Doubt shed upon on 11:07 - Jun 15 by DanTheMan

Again this may be my misunderstanding but I don't think there is just one standard of peer review. I'm fairly sure post-publiciation peer review isn't unheard of, and I could certainly see it happening more often at the moment with regards to sharing even flawed studies.

That's not to say other peer review is being rushed.


It's fairly standard to put things up on a pre-print server in lots of fields (pre-peer review) for the purpose of allowing comment from more than just the usual 2 peer reviewers before publication, and also to let others in the field know what is coming (it's very useful, particularly when things are moving fast).

There have been a few examples of COVID related papers where the authors have published on a pre-print surver and publicised on twitter as if the work was complete and peer reviewed, which has rightly attracted some criticism - there is loads of cash washing about for labs that can demonstrate that they are doing something useful COVID related, so there are some dash for cash papers about, but generally they haven't influenced the main narrative and have been dismissed pretty rapidly, apart from probably the John Ioaniddis stuff, and a few bits of politically driven research trying to demonstrate that the virus has spread more than it actually has.

# # # # #

# EXERCISES:
**a.** Rewrite the peer review post from "Again this may" down to "are moving fast).", replacing "flawed studies" with "early studies".
**b.** In the peer review post, how many peer reviewers does a paper usually get before publication?
**c.** Continue the peer review post from its last sentence.

# # # # #

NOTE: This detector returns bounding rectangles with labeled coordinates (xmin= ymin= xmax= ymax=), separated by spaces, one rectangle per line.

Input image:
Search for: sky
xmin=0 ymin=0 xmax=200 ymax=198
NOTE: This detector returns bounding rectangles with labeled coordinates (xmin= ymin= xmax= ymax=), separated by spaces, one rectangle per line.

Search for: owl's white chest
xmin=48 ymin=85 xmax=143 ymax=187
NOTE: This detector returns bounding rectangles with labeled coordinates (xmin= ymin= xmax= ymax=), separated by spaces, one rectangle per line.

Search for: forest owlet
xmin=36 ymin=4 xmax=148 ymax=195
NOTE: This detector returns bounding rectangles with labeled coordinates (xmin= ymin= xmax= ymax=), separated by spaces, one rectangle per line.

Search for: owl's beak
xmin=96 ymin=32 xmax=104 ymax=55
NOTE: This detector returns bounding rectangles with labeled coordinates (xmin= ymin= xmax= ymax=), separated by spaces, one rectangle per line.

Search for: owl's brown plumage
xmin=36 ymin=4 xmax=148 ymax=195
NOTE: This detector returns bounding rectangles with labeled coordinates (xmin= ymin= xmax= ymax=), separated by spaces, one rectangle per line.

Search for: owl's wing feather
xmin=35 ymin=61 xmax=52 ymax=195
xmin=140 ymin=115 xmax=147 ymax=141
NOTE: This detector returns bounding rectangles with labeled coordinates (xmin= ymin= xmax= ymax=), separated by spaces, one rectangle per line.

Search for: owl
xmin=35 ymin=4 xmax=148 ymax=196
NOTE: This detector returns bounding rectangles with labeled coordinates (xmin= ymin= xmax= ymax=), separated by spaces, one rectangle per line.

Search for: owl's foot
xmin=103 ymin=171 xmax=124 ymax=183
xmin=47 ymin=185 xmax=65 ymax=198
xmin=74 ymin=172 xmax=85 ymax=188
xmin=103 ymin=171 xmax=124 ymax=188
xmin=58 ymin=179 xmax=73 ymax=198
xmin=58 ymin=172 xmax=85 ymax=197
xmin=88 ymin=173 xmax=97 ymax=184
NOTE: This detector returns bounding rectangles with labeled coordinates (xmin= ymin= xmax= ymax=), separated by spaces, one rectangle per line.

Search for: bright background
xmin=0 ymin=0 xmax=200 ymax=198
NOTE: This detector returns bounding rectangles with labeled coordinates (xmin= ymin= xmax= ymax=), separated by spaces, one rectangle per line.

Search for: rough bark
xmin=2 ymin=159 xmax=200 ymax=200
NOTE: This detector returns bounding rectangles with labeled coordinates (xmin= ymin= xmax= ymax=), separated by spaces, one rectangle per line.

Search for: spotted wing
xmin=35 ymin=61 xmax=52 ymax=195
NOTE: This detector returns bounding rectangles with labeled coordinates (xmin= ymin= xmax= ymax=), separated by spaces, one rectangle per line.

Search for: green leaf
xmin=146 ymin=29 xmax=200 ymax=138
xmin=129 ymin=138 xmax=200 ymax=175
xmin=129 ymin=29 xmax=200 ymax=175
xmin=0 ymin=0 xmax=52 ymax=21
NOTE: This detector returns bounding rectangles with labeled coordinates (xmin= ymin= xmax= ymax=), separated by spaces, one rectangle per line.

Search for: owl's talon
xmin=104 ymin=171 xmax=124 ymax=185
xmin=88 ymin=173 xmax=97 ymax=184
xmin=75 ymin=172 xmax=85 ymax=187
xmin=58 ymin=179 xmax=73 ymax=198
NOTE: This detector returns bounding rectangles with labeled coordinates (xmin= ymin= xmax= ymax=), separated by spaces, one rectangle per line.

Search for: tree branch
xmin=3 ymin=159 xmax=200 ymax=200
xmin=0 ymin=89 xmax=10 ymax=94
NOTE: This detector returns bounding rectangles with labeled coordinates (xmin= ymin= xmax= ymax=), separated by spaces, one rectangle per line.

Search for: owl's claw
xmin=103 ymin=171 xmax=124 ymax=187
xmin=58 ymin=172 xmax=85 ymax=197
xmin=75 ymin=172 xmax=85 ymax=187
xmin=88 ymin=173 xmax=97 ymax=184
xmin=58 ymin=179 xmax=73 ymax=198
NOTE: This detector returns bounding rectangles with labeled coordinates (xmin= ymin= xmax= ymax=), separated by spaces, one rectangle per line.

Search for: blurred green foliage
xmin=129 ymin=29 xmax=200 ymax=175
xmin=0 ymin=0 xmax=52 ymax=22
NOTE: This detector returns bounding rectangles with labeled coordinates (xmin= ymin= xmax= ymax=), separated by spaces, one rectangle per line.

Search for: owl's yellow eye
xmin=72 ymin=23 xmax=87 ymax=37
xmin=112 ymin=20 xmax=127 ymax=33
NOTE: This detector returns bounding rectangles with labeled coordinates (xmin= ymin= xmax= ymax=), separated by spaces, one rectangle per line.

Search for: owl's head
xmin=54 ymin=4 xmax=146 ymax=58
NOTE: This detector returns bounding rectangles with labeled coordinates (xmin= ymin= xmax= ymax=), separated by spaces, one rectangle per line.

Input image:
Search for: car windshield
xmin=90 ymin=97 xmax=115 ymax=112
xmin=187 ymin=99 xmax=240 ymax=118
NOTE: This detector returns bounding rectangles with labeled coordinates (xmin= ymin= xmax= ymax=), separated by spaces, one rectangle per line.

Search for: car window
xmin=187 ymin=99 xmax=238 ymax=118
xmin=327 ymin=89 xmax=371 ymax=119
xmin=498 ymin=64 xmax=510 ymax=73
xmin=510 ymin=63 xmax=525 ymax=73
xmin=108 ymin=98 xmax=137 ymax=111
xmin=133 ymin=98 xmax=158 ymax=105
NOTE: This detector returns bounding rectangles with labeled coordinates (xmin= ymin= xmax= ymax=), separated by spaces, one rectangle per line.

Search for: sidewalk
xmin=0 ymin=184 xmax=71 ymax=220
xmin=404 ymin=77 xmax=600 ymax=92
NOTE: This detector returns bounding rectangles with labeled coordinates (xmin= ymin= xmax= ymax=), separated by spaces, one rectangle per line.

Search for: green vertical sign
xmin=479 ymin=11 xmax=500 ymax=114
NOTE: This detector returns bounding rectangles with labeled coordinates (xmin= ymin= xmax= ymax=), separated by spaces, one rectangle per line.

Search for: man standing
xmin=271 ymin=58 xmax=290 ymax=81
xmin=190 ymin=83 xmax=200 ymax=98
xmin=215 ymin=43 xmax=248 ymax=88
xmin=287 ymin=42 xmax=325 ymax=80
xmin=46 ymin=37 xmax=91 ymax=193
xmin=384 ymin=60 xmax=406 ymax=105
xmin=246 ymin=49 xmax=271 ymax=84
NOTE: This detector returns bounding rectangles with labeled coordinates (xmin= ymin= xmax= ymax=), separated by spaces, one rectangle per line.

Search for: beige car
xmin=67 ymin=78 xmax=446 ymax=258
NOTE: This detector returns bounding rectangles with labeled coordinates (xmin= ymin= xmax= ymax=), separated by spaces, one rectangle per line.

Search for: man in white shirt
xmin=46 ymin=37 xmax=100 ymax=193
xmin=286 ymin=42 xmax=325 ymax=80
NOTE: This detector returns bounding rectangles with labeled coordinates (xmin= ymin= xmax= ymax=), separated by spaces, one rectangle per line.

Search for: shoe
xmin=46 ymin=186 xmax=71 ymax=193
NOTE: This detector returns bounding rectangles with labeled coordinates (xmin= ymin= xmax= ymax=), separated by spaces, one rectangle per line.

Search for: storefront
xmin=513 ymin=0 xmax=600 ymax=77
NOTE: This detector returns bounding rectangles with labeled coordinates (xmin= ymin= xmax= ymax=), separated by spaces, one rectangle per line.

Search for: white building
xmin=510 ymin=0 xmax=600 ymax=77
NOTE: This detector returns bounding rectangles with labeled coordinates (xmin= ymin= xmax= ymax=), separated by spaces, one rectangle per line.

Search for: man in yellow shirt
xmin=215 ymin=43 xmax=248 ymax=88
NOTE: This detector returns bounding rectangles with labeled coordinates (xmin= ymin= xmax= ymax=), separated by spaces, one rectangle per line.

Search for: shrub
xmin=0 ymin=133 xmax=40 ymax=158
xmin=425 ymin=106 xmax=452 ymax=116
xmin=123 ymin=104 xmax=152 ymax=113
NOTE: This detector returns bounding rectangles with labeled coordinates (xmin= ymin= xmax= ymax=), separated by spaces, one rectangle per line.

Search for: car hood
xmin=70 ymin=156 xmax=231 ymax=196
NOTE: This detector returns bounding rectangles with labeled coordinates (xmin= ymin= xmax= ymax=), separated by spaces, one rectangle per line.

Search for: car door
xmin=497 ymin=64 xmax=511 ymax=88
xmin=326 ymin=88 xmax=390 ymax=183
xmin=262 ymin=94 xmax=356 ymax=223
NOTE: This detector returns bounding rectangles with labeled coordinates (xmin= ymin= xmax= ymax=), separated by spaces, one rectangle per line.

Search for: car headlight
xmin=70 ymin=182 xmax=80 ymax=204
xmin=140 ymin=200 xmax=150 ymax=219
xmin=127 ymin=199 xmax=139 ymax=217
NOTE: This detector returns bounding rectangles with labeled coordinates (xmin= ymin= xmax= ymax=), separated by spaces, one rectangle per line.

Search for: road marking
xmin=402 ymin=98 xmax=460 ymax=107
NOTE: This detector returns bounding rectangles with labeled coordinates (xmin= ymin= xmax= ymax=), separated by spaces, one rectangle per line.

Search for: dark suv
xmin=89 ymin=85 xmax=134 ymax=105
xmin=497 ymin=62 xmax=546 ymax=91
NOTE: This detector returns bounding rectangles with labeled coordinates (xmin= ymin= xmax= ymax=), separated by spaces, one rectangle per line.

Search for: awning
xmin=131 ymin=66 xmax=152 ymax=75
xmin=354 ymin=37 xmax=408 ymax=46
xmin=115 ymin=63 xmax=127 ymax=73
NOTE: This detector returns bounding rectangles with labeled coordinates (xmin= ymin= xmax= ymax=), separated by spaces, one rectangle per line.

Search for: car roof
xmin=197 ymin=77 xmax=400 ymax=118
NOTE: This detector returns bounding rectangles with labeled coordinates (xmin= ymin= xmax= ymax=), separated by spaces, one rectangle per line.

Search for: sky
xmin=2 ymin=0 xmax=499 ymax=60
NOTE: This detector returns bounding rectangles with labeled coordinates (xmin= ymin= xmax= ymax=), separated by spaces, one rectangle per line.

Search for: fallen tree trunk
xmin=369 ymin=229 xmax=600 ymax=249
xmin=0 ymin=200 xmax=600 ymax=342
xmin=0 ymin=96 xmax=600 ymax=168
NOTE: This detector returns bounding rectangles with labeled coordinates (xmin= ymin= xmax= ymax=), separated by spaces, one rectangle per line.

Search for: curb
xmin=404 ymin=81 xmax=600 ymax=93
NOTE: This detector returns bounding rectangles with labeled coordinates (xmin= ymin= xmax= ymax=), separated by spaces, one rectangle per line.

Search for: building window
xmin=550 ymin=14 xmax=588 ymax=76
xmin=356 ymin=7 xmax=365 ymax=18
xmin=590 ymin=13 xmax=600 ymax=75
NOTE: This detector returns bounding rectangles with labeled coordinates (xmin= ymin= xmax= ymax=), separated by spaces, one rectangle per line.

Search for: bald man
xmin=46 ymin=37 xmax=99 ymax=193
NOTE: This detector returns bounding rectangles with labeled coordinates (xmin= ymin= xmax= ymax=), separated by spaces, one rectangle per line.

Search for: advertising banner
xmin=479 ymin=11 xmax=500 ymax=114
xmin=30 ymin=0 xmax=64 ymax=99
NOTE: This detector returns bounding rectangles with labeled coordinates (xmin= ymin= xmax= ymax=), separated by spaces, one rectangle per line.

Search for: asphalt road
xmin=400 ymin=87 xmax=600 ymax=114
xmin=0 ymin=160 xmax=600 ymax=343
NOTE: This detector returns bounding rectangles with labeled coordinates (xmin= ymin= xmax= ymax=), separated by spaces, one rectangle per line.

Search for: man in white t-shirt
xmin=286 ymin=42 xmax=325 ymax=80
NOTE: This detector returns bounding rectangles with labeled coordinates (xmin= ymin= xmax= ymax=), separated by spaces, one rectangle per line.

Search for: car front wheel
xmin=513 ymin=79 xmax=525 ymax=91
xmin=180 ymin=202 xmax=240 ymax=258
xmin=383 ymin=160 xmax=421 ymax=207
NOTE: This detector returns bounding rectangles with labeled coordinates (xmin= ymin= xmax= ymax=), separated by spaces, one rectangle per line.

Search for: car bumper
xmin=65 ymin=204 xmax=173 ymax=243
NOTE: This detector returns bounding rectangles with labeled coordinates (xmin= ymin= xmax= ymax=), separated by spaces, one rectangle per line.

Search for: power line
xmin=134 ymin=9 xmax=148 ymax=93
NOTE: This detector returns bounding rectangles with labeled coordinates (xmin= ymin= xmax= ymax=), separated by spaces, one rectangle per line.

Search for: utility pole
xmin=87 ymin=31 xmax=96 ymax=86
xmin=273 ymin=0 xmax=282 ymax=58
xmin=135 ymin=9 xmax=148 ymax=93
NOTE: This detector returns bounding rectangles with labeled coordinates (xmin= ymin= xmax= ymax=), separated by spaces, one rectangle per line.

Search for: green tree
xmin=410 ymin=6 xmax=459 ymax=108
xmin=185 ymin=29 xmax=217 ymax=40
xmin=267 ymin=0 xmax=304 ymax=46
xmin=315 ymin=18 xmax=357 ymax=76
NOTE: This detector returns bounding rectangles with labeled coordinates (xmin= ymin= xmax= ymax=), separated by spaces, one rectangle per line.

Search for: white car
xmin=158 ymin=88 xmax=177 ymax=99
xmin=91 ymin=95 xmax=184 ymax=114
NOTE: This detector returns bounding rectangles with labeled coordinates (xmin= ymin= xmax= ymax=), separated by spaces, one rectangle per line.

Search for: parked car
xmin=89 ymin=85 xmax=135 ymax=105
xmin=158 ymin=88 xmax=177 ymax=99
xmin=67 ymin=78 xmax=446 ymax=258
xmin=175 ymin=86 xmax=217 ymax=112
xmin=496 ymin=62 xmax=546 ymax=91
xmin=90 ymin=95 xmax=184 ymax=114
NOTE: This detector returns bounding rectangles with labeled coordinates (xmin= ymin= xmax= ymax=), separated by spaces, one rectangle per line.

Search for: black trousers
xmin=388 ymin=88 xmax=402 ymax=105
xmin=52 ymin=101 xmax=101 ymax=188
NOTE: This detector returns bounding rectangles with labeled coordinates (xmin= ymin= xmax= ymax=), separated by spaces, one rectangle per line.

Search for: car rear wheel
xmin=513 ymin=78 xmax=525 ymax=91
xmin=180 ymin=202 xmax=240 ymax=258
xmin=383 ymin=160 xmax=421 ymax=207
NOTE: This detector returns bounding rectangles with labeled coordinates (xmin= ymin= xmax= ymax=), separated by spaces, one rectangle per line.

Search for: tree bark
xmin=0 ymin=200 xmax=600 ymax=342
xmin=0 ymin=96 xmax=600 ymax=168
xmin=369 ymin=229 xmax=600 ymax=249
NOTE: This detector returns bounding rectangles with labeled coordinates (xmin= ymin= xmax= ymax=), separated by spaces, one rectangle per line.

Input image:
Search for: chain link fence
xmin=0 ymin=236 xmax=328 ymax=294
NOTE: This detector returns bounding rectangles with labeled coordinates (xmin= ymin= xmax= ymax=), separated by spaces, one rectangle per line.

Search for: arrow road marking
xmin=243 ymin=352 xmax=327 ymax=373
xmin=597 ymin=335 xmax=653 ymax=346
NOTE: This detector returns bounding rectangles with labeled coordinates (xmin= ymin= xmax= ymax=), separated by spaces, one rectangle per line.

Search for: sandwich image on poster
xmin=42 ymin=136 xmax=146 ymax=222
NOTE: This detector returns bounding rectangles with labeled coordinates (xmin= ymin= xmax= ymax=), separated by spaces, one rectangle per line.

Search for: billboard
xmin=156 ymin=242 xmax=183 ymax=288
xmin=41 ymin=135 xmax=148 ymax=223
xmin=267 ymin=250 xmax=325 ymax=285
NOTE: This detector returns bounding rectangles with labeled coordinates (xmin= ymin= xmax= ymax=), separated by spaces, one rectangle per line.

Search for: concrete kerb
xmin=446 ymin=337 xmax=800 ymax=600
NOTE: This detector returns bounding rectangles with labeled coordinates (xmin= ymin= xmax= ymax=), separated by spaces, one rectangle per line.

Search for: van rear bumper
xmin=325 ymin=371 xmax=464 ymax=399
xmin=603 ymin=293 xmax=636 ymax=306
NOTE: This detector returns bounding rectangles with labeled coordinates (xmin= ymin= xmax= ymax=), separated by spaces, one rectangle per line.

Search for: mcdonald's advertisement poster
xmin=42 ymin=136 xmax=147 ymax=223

# # # # #

# ANSWERS BY ITEM NUMBER:
**a.**
Again this may be my misunderstanding but I don't think there is just one standard of peer review. I'm fairly sure post-publiciation peer review isn't unheard of, and I could certainly see it happening more often at the moment with regards to sharing even early studies.

That's not to say other peer review is being rushed.


It's fairly standard to put things up on a pre-print server in lots of fields (pre-peer review) for the purpose of allowing comment from more than just the usual 2 peer reviewers before publication, and also to let others in the field know what is coming (it's very useful, particularly when things are moving fast).

**b.** Two.

**c.**
The process of science is just a whole lot more messy than people are usually aware of - getting to the bottom of the consequences of 2m vs 1m is going to be a very, very messy piece of research, with loads of caveats and assumptions etc - you're looking for signals in dirty data with loads of confounding variables.

By and large though, the problem is more the scientific illiteracy of most commentators / journalists, who generally aren't able to assess the strength of evidence & degree of uncertainty & assumptions, and just want a headline and a quote. See eg the Ferguson modelling stuff.